## Assignment:
Below is a block of entries; repeat exactly the lines starting at the line that contains "Per instance of the cow tail, set" and ending at the line that contains "Per instance of the cow ear, set", both included.

====== Listed entries

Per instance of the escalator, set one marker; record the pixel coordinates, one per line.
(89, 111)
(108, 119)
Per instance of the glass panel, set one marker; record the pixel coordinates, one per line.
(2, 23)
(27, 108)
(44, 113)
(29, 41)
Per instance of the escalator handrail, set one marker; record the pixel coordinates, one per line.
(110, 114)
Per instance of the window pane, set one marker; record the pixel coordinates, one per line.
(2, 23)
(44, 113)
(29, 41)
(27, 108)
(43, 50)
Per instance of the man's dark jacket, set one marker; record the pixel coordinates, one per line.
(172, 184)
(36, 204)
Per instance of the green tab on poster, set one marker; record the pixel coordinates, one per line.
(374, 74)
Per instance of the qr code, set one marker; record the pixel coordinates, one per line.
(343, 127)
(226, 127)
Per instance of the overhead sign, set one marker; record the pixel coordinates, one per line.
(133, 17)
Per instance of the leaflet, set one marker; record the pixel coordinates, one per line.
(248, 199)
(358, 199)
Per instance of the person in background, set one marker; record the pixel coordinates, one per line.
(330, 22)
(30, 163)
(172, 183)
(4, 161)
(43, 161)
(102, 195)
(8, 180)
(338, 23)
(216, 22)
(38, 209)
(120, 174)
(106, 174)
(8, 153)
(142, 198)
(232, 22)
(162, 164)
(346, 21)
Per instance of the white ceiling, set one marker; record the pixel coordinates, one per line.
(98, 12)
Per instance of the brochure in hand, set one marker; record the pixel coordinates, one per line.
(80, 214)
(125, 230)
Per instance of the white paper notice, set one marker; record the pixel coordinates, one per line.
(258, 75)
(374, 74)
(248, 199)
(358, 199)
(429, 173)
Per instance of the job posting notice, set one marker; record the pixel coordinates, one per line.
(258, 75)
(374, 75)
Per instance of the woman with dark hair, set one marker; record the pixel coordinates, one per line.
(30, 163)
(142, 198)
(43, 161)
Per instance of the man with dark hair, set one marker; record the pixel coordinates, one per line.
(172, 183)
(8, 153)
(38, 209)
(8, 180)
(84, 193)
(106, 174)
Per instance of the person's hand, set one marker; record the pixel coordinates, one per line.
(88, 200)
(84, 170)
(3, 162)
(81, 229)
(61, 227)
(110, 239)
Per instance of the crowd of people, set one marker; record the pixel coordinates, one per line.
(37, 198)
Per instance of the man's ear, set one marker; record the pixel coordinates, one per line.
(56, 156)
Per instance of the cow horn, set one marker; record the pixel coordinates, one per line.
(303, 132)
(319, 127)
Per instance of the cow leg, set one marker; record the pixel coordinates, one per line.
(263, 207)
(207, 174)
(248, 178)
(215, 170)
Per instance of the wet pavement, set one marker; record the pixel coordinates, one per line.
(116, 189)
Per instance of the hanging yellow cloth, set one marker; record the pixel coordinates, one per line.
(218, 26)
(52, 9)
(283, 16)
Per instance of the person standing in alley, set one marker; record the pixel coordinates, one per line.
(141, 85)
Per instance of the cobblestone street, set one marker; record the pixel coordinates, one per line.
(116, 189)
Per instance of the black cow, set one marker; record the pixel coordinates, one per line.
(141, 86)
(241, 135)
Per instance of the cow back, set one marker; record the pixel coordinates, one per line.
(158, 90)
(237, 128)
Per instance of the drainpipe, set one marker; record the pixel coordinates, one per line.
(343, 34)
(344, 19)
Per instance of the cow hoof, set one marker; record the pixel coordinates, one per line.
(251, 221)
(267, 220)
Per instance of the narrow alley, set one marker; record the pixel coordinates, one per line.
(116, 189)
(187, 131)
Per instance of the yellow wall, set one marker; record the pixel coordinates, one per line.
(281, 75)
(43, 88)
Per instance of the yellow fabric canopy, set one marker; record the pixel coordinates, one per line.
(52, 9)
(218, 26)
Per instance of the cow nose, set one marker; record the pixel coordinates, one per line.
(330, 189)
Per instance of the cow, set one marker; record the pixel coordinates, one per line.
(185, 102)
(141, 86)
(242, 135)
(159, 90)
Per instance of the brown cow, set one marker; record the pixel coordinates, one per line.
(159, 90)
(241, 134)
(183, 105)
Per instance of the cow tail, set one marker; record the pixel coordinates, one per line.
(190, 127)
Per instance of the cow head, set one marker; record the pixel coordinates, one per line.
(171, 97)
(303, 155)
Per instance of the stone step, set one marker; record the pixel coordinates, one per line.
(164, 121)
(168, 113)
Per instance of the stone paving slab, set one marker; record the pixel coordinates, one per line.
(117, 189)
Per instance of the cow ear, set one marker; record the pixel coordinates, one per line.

============
====== Listed entries

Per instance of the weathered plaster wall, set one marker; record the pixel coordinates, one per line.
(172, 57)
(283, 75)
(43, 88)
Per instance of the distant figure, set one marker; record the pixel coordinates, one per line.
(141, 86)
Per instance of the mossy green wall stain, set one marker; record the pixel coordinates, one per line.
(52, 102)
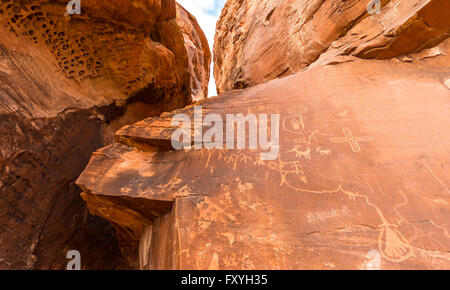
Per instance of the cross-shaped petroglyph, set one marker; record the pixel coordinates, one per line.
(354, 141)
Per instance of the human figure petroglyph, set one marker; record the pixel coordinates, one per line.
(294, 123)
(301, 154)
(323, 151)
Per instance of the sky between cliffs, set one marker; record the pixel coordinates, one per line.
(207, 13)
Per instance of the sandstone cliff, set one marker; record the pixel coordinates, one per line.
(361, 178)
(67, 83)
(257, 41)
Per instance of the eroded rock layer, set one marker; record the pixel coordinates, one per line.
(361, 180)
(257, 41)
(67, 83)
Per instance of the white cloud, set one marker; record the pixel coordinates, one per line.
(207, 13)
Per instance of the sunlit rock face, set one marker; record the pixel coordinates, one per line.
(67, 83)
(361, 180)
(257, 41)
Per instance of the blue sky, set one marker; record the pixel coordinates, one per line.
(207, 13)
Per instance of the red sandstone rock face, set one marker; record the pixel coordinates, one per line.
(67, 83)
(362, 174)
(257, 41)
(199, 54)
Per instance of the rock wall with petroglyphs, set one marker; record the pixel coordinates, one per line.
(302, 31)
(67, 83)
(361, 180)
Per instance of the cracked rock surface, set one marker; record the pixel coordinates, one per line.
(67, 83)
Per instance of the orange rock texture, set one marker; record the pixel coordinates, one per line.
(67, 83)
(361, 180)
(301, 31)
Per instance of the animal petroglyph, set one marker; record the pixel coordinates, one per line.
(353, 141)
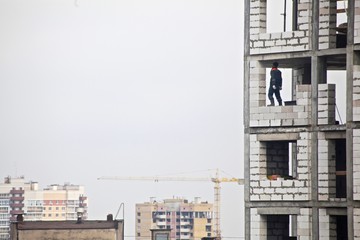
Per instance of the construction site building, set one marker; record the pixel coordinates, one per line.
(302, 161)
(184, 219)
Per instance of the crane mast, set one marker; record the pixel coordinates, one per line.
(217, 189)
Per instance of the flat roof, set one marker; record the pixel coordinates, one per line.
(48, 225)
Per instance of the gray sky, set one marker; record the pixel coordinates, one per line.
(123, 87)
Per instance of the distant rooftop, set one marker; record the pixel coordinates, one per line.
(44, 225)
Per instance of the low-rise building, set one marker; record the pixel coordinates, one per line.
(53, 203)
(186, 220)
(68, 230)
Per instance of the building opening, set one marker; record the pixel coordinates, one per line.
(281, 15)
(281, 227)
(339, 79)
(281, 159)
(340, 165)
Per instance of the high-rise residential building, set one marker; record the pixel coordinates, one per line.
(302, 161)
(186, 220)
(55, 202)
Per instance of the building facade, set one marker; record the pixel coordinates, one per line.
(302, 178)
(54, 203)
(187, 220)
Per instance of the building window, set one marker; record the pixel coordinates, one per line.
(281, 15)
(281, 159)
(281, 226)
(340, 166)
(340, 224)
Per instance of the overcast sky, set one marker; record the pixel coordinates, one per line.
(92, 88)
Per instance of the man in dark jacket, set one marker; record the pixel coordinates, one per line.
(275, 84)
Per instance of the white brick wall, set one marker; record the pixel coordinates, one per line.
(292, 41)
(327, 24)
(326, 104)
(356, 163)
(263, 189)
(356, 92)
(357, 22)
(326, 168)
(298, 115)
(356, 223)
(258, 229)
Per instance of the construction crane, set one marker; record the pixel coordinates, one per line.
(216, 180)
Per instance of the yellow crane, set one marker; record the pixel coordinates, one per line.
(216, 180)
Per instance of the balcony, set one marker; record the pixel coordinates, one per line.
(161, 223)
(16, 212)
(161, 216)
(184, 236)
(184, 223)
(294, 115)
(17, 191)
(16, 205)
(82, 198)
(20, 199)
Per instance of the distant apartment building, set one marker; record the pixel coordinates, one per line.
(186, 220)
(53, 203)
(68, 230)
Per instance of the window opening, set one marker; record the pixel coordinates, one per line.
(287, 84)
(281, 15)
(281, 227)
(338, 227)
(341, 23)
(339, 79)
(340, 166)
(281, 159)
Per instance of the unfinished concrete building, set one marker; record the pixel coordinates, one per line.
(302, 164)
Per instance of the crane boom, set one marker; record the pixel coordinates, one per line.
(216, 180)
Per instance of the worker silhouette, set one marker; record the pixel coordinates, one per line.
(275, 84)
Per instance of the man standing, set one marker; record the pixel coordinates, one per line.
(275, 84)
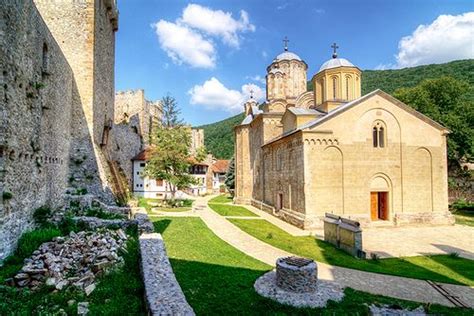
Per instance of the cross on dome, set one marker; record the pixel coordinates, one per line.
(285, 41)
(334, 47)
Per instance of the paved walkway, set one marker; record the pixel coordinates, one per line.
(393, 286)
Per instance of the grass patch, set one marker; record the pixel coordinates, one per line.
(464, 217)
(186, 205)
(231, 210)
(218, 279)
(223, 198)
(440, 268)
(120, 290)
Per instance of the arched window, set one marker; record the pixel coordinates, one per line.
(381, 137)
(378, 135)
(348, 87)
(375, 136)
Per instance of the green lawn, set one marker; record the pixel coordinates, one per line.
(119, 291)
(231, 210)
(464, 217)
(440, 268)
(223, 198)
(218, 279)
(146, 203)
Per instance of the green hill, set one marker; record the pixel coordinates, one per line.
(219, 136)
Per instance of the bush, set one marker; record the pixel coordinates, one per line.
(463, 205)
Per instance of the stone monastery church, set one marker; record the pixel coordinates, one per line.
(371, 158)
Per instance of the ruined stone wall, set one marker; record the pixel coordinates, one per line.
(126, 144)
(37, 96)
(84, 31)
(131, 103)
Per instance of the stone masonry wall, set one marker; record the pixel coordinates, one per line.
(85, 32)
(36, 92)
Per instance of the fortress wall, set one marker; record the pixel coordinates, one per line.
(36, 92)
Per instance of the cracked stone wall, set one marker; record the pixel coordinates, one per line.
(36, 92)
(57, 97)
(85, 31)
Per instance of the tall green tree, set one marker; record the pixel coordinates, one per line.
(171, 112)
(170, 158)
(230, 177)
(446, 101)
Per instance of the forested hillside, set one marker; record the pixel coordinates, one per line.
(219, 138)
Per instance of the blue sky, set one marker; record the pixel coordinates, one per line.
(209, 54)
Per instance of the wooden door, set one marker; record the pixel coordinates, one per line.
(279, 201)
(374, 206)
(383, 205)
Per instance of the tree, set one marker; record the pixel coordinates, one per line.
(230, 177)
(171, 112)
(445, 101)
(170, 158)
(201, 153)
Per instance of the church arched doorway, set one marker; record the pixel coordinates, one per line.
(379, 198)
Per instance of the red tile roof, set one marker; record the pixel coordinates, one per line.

============
====== Listed entries

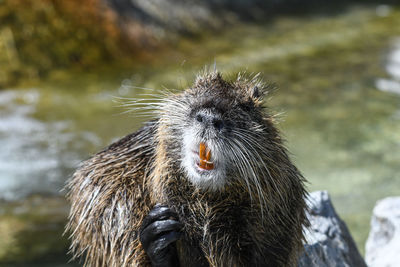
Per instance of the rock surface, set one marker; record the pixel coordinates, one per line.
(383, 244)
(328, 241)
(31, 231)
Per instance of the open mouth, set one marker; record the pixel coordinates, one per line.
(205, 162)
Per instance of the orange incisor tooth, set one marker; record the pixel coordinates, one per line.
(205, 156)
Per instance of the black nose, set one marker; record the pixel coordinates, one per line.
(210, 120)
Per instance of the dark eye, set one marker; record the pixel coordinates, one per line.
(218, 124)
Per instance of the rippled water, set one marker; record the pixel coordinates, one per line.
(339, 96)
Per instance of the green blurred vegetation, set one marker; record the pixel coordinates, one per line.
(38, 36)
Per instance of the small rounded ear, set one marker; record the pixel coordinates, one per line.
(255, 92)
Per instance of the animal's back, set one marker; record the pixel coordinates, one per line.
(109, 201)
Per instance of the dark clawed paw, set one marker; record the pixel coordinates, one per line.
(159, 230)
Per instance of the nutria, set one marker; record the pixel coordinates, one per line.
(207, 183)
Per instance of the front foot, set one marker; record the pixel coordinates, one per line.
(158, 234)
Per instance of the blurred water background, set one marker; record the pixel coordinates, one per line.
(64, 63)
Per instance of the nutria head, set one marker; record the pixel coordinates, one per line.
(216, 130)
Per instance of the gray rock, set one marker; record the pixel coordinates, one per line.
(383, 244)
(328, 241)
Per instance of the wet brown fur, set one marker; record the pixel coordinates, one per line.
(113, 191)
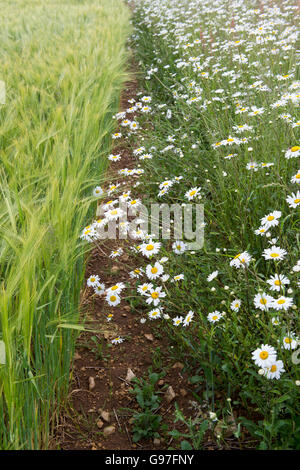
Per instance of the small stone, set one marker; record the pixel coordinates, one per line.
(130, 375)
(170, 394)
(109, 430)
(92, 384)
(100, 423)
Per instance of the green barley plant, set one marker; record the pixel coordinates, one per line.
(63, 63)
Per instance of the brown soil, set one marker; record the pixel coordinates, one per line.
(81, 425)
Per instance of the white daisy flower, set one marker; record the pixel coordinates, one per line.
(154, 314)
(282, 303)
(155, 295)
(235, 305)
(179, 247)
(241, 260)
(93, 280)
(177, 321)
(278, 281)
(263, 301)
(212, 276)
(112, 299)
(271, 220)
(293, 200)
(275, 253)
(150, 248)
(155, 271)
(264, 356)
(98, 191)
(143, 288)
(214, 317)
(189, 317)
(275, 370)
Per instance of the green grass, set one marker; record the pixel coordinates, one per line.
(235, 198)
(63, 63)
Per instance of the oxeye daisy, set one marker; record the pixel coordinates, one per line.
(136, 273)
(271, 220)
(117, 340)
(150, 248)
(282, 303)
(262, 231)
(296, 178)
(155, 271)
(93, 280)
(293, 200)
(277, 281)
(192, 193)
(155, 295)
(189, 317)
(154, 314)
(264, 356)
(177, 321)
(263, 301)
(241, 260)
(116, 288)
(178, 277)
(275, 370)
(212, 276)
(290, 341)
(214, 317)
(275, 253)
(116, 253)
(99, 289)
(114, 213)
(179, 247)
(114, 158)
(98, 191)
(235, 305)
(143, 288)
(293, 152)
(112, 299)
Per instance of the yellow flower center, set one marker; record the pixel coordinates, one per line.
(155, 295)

============

## Result of this task:
Per instance of the cow tail, set one marker; record the pixel coordinates, one per line.
(190, 127)
Per instance of the cow head, set one marker; record the pixel coordinates, one per line.
(171, 97)
(303, 155)
Per instance of the stone step, set one marker; record the pixel coordinates, one per line.
(164, 121)
(168, 113)
Per instance of the stone paving slab, set one marker; record the pixel coordinates, one per line.
(117, 189)
Per instance of the cow ear, set one marker; record the pixel coordinates, one per line.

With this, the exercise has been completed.